Convert every line of the items below into a single numbered list, leaving out any blank lines.
——
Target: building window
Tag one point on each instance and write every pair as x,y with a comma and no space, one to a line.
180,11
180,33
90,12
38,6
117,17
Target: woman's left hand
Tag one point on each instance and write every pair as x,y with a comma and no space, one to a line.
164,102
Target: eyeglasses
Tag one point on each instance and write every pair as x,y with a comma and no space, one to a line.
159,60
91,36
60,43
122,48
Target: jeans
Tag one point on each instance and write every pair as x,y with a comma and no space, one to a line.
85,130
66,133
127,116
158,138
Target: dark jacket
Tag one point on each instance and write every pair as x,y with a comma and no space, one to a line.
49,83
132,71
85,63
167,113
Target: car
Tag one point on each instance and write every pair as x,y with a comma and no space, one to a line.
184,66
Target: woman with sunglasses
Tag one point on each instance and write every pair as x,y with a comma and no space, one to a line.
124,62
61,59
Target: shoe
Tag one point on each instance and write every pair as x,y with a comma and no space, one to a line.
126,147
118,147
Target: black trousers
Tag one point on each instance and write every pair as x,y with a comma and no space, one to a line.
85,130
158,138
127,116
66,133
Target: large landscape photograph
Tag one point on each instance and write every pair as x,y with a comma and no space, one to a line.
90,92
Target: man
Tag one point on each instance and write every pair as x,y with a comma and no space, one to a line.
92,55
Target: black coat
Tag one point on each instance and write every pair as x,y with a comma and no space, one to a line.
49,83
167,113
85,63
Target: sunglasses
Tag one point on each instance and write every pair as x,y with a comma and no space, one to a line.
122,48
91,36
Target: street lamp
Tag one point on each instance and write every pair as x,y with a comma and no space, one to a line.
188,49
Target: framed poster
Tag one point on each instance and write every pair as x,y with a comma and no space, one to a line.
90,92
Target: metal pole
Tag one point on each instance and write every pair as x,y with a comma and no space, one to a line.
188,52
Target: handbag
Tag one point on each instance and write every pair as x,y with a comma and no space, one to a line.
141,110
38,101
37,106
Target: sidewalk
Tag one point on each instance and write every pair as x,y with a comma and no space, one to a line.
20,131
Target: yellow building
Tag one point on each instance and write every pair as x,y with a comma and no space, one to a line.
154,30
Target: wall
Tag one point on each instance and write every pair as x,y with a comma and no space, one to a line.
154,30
——
### [Result]
1. Target: building window
2. Tag one point on each instance and write every pair as x,y with a comma and no space, one to a line.
3. 180,11
4. 180,33
5. 90,12
6. 38,6
7. 117,17
8. Target: woman's left hand
9. Tag one point on each instance and write every pair as x,y with a comma and no space, one to a line.
10. 164,102
11. Target: eyeglasses
12. Tag one point on each instance and write every pair as x,y with a comma and no space, one to a line.
13. 159,60
14. 91,36
15. 60,43
16. 122,48
17. Target: jeans
18. Tag one point on each instance and write every pair as x,y with a comma and no space, one to a line.
19. 85,130
20. 66,133
21. 127,116
22. 158,138
23. Target: dark jacket
24. Tag one point on each instance and write every pair as x,y with a comma and no space, one to a line.
25. 49,83
26. 132,71
27. 85,63
28. 167,113
29. Target: car
30. Tag one point on each instance and write every pair as x,y with a comma and no space, one to a line.
31. 184,66
32. Target: woman with sunglasses
33. Tag one point on each instance and write every pair as x,y with a comma and no space, one to a line.
34. 124,62
35. 61,59
36. Target: shoe
37. Tag one point on each instance and write every pair as x,y with a comma and no space, one to a line.
38. 126,147
39. 118,147
40. Target: black trousers
41. Tag one point on each instance and write every pair as x,y with a comma and no space, one to a line.
42. 85,130
43. 158,138
44. 127,116
45. 66,133
46. Target: large landscape photograph
47. Tag one point on each instance and write every pair as x,y with a comma and no space, one to a line.
48. 90,92
49. Target: man
50. Tag one point on each instance and write every pair as x,y with a comma and no space, one to a line.
51. 92,55
52. Target: black coat
53. Tag one point on each instance and write every pair as x,y with a comma and no space, one to a line.
54. 49,83
55. 167,113
56. 85,63
57. Target: sunglasses
58. Tag one point on each instance and write every pair as x,y with a comma and no space, one to a line.
59. 122,48
60. 91,36
61. Target: street lamp
62. Tag one point on each instance and write every pair as x,y with a comma and no space, one to a line.
63. 188,49
64. Target: framed poster
65. Tag one point on each instance and write every pair as x,y with a comma and no space, one to a line.
66. 90,92
67. Target: metal pole
68. Tag one point on each instance and write every pair as x,y with a comma and no space, one to a line.
69. 188,52
70. Target: handbag
71. Tag one point on each instance and write every pair as x,y with a comma and no space, one to a line.
72. 141,110
73. 38,101
74. 37,106
75. Target: sidewalk
76. Tag one point on each instance and write every pair as x,y with a comma and no space, one to a line.
77. 20,131
78. Target: yellow building
79. Tag one point on each instance and write every pair as x,y with a comma and no space, one to a line.
80. 154,30
81. Target: wall
82. Tag one point on each instance and write every pair as x,y with a comma and no space, one to a line.
83. 154,30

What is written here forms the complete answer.